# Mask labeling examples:
───
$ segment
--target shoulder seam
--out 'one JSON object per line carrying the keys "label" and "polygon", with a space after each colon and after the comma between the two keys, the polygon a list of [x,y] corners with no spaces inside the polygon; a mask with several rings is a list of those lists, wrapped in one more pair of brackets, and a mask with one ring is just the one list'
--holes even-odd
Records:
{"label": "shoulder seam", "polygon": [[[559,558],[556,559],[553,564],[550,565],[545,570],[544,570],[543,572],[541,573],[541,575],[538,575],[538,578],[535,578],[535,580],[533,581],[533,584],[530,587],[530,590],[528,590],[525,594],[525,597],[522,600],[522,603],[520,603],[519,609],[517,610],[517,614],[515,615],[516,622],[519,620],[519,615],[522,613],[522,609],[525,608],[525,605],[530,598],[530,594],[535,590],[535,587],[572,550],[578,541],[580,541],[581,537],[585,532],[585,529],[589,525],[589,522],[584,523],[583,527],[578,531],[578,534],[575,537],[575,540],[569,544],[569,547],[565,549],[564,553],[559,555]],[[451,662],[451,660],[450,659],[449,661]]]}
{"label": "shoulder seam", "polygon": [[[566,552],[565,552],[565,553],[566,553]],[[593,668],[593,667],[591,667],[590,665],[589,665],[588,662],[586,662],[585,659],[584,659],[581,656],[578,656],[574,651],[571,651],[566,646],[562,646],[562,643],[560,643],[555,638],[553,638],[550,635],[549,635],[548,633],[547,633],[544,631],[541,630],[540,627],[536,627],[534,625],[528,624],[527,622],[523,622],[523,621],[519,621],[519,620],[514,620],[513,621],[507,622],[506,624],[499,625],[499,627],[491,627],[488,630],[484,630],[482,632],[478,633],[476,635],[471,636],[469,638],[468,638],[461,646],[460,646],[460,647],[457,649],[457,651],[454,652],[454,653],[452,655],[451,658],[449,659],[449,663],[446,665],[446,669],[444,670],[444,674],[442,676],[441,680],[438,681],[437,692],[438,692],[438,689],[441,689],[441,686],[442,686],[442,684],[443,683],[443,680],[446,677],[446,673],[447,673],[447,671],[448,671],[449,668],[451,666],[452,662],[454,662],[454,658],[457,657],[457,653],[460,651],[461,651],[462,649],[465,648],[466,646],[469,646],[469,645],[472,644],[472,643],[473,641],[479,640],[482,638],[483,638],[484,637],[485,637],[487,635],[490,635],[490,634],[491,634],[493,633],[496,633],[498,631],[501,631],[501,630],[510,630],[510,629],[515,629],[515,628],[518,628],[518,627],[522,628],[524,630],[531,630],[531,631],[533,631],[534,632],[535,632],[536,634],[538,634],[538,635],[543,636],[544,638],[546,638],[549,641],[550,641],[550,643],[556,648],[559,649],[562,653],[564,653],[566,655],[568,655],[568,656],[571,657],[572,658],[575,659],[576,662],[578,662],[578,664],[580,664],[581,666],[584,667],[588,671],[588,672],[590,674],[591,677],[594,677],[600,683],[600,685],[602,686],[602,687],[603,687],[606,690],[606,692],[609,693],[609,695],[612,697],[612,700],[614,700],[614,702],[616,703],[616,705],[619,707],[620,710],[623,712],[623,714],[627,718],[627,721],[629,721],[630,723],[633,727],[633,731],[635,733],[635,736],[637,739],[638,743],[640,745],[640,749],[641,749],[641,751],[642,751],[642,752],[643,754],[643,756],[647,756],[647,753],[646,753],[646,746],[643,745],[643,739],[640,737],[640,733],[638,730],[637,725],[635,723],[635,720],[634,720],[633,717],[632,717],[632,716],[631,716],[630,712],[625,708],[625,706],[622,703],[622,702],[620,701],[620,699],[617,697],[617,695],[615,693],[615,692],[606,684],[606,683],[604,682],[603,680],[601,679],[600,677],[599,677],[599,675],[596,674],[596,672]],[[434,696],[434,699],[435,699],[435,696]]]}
───
Pull out every row of the records above that contains the string "line", copying each row whole.

# Result for this task:
--out 'one JSON object per line carrying the keys "label" and "polygon", with a space after each colon and after the comma between the two keys, the polygon a list of [x,y] corners with no spaces inside the polygon; a mask with several rings is a list of those lists, wrapped in one more pair of brackets, and a mask with one ring is just the one list'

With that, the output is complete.